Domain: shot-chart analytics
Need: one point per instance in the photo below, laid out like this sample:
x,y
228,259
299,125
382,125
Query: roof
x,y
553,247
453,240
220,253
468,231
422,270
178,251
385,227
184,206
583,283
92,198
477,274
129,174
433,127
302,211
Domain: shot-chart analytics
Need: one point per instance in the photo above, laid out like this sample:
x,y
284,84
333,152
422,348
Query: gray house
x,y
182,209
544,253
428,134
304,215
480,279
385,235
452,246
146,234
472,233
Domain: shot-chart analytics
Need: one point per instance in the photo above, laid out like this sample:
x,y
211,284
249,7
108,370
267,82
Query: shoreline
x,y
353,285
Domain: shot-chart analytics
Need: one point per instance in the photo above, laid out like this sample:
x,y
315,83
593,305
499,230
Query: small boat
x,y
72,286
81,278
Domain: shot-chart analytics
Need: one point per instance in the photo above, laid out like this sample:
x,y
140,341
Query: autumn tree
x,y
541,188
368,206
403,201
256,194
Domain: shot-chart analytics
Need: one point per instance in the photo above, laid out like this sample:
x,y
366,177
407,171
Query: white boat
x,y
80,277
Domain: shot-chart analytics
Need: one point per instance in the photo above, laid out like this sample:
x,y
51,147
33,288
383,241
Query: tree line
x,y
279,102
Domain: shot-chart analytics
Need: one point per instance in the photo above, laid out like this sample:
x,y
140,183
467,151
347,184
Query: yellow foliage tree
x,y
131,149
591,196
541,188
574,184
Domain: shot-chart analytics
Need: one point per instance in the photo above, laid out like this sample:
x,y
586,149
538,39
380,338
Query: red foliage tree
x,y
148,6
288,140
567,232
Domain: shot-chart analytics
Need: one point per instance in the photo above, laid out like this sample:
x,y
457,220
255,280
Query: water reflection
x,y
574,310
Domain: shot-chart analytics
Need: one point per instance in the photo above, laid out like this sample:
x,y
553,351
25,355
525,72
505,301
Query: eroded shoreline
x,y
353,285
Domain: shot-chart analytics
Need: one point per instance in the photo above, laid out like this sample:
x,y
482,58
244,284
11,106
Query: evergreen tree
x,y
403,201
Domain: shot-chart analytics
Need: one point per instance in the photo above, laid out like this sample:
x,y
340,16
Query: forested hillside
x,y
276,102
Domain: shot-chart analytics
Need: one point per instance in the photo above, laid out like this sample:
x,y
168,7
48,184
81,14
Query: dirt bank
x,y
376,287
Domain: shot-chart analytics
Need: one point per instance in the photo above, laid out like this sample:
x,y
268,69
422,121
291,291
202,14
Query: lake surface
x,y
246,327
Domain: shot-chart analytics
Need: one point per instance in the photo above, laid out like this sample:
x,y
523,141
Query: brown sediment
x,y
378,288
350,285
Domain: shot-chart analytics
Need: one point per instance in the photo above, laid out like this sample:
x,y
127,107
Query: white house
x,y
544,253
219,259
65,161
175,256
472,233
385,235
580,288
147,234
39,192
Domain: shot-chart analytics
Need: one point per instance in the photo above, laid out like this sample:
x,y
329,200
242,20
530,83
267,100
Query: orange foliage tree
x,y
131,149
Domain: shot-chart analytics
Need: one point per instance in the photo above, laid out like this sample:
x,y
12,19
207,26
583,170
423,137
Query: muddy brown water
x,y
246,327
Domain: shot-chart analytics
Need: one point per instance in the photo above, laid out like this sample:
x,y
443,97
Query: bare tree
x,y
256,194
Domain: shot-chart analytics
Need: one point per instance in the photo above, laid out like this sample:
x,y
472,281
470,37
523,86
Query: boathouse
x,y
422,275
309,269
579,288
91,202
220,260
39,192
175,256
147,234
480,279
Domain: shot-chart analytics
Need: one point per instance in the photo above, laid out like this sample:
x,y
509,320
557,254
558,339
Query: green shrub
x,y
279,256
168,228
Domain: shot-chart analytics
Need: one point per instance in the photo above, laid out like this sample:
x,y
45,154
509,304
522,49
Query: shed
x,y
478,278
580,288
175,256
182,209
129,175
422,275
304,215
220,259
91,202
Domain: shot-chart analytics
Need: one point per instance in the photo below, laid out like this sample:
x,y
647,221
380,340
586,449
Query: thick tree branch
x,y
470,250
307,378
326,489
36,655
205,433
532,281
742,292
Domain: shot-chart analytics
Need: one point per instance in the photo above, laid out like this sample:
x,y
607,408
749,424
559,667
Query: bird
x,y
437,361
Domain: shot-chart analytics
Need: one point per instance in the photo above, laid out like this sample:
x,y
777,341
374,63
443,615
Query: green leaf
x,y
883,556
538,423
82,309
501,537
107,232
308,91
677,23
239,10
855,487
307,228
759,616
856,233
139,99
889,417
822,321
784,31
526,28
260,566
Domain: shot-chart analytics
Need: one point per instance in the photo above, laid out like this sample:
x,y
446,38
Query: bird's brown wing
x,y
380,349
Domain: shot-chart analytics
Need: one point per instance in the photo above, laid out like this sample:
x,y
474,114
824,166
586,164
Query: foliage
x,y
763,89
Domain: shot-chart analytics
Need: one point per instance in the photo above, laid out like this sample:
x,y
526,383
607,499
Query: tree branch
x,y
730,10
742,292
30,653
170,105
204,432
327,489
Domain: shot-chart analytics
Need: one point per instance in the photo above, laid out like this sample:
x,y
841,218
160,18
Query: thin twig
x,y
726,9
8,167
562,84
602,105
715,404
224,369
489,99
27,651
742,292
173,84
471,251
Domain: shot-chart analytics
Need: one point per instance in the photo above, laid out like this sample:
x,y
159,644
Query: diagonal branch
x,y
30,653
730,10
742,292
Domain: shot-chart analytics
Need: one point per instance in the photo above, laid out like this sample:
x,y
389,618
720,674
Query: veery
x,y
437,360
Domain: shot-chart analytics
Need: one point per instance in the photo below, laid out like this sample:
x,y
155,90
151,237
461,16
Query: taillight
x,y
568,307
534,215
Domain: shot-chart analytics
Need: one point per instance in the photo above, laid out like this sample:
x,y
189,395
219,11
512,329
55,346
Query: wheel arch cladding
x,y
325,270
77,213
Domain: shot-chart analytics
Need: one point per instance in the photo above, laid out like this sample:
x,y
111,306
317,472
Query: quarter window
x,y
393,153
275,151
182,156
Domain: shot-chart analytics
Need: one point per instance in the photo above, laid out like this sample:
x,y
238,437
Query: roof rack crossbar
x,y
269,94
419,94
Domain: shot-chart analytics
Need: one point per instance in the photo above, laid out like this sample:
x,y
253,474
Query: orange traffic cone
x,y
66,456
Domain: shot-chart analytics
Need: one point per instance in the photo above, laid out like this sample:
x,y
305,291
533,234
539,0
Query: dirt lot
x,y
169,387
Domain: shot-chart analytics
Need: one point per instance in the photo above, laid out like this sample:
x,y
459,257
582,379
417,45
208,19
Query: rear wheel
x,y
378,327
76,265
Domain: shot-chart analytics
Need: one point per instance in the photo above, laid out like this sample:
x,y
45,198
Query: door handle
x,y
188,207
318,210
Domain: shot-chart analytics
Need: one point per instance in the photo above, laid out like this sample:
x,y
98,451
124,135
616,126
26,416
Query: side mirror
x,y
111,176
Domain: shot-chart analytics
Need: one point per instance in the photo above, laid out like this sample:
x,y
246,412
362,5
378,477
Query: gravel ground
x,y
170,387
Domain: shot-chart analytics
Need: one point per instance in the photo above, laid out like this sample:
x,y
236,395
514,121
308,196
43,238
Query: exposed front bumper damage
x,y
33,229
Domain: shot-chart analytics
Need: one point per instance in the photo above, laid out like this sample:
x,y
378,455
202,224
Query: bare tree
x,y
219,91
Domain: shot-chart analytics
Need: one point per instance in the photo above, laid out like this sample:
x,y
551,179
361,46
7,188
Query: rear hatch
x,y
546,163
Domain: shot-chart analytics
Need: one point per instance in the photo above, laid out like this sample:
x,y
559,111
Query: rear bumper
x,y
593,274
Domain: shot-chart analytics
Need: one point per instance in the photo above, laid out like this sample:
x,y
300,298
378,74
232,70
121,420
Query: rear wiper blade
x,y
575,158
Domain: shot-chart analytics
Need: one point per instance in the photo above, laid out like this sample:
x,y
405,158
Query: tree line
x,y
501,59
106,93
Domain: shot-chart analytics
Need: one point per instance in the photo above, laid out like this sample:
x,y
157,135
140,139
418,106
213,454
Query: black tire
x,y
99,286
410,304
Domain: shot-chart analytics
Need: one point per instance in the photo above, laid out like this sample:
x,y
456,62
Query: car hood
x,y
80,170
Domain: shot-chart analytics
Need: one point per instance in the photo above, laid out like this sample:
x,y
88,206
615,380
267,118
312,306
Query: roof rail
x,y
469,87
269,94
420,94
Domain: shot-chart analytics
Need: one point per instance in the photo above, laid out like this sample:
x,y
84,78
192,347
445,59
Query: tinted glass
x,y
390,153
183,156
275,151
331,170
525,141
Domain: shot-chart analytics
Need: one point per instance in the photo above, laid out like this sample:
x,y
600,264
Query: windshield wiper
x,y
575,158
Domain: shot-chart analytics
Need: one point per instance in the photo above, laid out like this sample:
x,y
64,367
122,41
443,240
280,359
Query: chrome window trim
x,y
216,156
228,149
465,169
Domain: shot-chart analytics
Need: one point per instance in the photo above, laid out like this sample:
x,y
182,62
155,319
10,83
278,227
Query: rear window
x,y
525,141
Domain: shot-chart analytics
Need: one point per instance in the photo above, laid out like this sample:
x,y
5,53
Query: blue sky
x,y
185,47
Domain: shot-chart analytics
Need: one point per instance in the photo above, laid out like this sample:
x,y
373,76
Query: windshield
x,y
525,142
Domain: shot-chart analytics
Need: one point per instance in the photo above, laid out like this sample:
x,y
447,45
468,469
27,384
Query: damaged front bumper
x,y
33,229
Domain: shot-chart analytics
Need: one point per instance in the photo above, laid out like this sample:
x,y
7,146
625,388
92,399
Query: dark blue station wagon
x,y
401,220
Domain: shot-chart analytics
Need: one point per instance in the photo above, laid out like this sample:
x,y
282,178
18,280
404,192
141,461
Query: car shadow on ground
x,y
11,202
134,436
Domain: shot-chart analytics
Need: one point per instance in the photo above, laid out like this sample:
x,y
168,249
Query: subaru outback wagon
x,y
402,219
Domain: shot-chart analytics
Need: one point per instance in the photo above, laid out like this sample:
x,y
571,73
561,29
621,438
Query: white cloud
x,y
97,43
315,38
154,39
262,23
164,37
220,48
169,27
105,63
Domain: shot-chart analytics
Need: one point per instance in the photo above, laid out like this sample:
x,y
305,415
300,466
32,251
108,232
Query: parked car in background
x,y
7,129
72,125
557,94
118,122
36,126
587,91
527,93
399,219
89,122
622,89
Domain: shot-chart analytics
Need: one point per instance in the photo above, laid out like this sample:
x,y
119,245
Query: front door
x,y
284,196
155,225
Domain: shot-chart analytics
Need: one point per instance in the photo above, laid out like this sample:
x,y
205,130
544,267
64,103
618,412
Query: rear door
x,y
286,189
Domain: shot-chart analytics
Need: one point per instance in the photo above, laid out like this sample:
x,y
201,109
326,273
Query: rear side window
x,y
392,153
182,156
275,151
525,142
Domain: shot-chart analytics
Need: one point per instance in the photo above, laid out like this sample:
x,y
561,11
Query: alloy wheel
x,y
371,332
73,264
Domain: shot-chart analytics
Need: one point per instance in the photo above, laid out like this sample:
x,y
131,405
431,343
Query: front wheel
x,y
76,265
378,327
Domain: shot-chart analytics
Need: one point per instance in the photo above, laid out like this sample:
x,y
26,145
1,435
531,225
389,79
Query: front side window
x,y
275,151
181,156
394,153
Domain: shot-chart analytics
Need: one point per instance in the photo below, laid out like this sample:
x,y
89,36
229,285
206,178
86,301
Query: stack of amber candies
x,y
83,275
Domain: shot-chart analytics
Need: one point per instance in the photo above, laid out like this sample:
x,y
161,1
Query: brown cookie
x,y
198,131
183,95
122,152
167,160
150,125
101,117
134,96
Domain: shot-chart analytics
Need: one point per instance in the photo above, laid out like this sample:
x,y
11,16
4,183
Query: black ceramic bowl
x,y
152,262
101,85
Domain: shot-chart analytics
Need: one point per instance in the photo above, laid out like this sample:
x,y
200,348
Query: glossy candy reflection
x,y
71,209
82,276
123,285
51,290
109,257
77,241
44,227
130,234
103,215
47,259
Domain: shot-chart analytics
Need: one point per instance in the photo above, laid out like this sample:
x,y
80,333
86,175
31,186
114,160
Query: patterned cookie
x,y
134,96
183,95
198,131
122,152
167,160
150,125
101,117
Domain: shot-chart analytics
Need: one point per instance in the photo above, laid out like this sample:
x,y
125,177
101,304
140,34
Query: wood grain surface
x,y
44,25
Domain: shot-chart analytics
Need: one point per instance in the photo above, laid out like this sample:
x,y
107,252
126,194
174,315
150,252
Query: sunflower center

-=-=-=-=-

**Aim of the exercise:**
Please count the lines in the records above that contain the word "rear". Reply with that number alone.

**Solved problem:**
7